EXTRAIT DU TEXTE
════════

CEDH : violation de la Convention dans l’affaire E.A. c. France sur les violences sexuelles
Contexte de l’affaire E.A. c. France
Décision du 4 septembre 2025 dans l’affaire E.A. et Association européenne contre les violences faites aux femmes au travail c. France (requête no 30556/22), Cour européenne des droits de l’homme (CEDH)
Lien url : https://hudoc.echr.coe.int/fre?i=001-244682
Les requérantes soutiennent que les dispositions pénales en vigueur en France n’assurent pas une protection suffisante contre les actes sexuels non consentis. Selon elles, les autorités internes n’ont pas satisfait à leur obligation d’enquêter de façon effective sur les faits dénoncés par E.A. et de sanctionner leur auteur présumé K. B., et ont exposé E.A. à une victimisation secondaire. Invoquant les articles 3 (interdiction des traitements inhumains ou dégradants) et 8 (droit au respect de la vie privée) de la Convention européenne des droits de l’homme, elles soutiennent que les autorités internes ont manqué à leurs obligations positives.
Le prévenu K. B., condamné en première instance pour violences volontaires et harcèlement sexuel, a été relaxé en 2021 par la cour d’appel de Nancy, les juges estimant que comme les deux protagonistes avaient signé un « contrat maître-chienne » régissant leur relation, celle-ci était consentie. Ayant épuisé les voies de recours en France, E. A. a saisi la CEDH.
Les obligations positives de l’État
La CEDH rappelle que « les obligations positives inhérentes aux articles 3 et 8 commandent en premier lieu l’instauration d’un cadre législatif et réglementaire permettant de protéger adéquatement les individus contre les atteintes à leur intégrité physique et morale, notamment les actes aussi graves que le viol. »
La Cour continue en énonçant que « les articles 3 et 8 de la Convention mettent également à la charge des États une obligation positive procédurale. Ainsi, lorsqu’une personne allègue de manière défendable avoir été victime d’actes contraires à ces dispositions, les autorités nationales doivent mener une enquête officielle effective propre à permettre l’établissement des faits ainsi que l’identification et la punition, le cas échéant, des personnes responsables ».

════════

DONNÉES BRUTES
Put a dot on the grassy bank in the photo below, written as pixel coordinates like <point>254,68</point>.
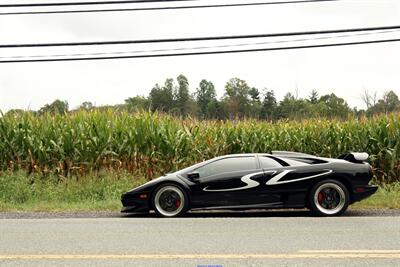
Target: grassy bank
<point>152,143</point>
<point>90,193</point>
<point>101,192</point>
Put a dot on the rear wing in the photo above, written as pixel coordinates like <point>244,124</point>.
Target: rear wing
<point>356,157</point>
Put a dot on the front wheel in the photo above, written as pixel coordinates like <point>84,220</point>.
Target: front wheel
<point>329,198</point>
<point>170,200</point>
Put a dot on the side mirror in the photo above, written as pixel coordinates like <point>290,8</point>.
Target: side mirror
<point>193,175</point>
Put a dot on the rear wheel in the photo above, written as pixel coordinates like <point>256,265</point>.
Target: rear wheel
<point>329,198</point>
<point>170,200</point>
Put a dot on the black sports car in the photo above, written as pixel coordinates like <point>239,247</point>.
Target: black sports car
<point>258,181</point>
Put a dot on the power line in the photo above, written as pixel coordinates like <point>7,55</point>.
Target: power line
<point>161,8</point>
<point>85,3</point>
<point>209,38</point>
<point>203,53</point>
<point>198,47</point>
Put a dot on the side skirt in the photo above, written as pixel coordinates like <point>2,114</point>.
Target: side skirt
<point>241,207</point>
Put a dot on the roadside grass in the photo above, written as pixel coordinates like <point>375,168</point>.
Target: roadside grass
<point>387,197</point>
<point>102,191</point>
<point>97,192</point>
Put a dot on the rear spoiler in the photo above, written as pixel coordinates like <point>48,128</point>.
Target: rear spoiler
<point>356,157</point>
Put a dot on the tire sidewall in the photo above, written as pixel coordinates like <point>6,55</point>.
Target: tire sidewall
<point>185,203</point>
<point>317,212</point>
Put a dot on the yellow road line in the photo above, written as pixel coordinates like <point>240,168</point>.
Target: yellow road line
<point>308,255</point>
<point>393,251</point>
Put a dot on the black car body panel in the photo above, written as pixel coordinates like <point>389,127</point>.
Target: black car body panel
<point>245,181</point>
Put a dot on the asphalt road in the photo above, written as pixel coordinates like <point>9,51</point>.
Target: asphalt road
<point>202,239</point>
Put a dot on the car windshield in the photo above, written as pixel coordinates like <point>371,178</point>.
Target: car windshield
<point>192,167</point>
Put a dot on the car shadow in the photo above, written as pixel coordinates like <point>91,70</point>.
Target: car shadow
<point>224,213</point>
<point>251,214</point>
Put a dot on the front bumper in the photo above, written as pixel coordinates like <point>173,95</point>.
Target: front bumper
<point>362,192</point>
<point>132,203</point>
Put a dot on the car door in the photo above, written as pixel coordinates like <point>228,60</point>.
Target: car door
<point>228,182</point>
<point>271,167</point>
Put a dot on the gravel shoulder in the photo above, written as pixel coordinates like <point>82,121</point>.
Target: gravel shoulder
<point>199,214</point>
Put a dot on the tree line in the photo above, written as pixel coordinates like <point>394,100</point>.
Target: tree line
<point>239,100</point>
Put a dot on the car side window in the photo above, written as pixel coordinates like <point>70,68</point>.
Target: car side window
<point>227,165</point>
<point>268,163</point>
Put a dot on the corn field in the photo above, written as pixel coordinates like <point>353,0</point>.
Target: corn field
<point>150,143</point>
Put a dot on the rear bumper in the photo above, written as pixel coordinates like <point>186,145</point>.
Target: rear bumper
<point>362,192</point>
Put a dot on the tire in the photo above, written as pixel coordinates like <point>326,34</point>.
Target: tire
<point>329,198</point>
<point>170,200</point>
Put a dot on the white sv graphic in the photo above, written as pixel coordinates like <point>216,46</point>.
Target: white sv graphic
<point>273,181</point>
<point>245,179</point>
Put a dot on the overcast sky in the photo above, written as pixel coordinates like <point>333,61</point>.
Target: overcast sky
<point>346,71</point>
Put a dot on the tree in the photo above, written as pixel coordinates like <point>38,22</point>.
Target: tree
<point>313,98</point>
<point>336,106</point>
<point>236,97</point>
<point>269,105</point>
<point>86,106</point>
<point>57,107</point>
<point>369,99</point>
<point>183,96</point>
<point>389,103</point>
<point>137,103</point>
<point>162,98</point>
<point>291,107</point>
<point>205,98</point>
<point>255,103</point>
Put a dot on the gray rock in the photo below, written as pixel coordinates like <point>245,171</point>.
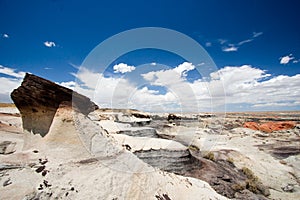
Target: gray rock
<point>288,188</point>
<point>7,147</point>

════════

CONSIGNES
1. D'après le texte sur l'affaire E.A. c. France, en quelle année la cour d'appel de Nancy a-t-elle relaxé K. B. ?
2. Mettez à jour le passage du texte sur l'affaire E.A. c. France allant de « Le prévenu K. » jusqu'à « saisi la CEDH. » inclus, en remplaçant « relaxé » par « acquitté ».
3. Traduisez en anglais la phrase suivante, tirée du texte sur l'affaire E.A. c. France : « Ayant épuisé les voies de recours en France, E. A. a saisi la CEDH. »

RÉSULTATS ATTENDUS
1. En 2021.

2.
Le prévenu K. B., condamné en première instance pour violences volontaires et harcèlement sexuel, a été acquitté en 2021 par la cour d’appel de Nancy, les juges estimant que comme les deux protagonistes avaient signé un « contrat maître-chienne » régissant leur relation, celle-ci était consentie. Ayant épuisé les voies de recours en France, E. A. a saisi la CEDH.

3. Having exhausted all avenues of appeal in France, E. A. brought the case before the ECHR.